> [SUPPLIED DATA]
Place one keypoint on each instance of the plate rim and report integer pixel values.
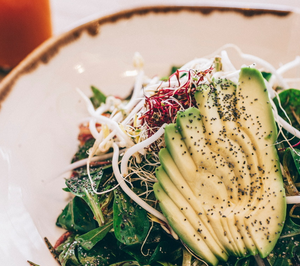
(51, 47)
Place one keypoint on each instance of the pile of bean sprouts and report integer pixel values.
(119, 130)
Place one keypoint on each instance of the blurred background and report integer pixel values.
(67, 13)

* * *

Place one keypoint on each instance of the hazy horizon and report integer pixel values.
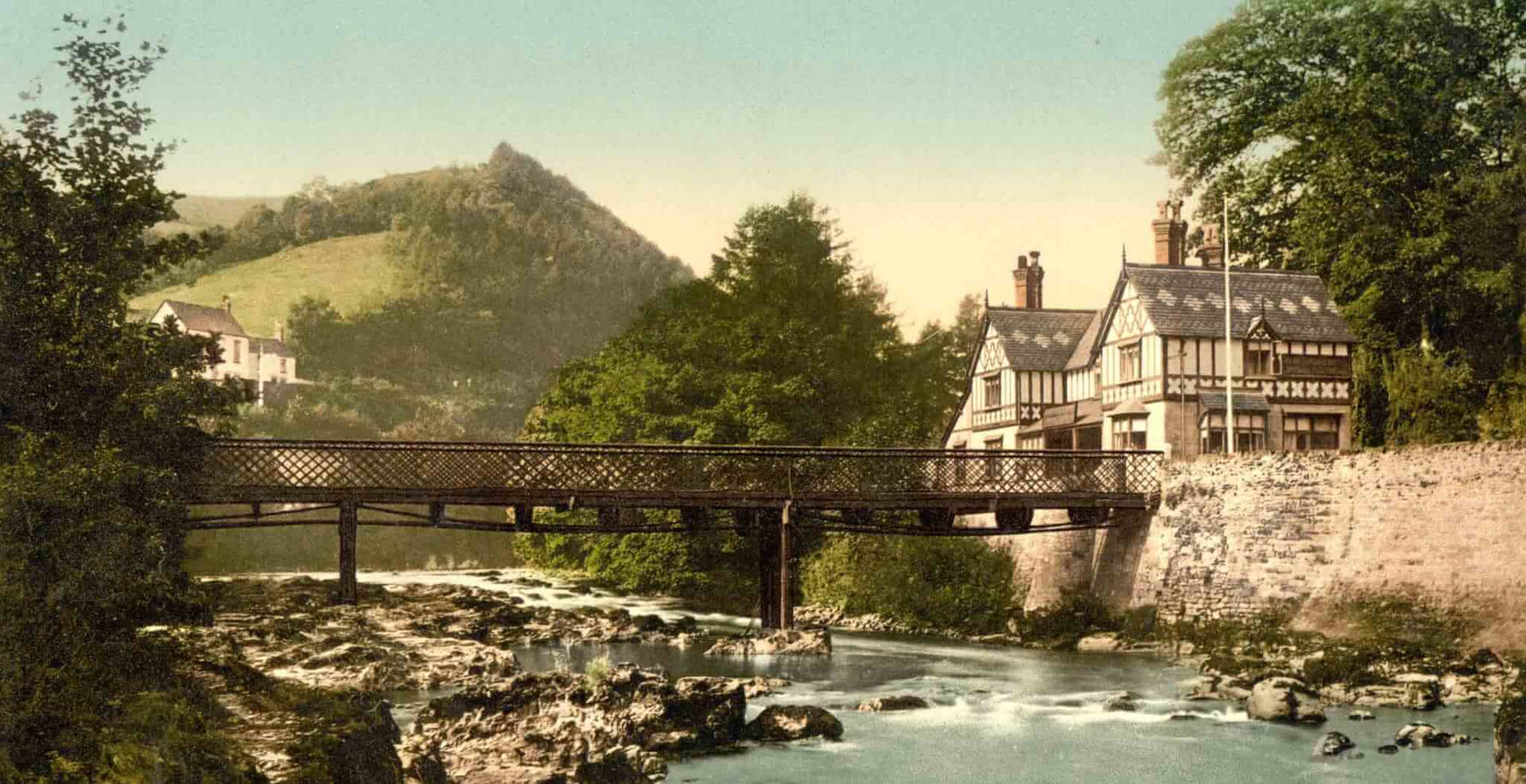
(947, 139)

> [WHAT THIS TASK INVOLVES] Which lines above contain the string "Place", with case counting? Gather each of those lines in full.

> [EXERCISE ANSWER]
Place one keypoint on each instance of the plate rim and report integer pixel values.
Place one keypoint on each instance of the pile of bean sprouts and report integer pixel values.
Place one keypoint on each instance of the blurred background and report integer pixel values.
Place one keypoint on each instance of the hazy horizon and report integer pixel values.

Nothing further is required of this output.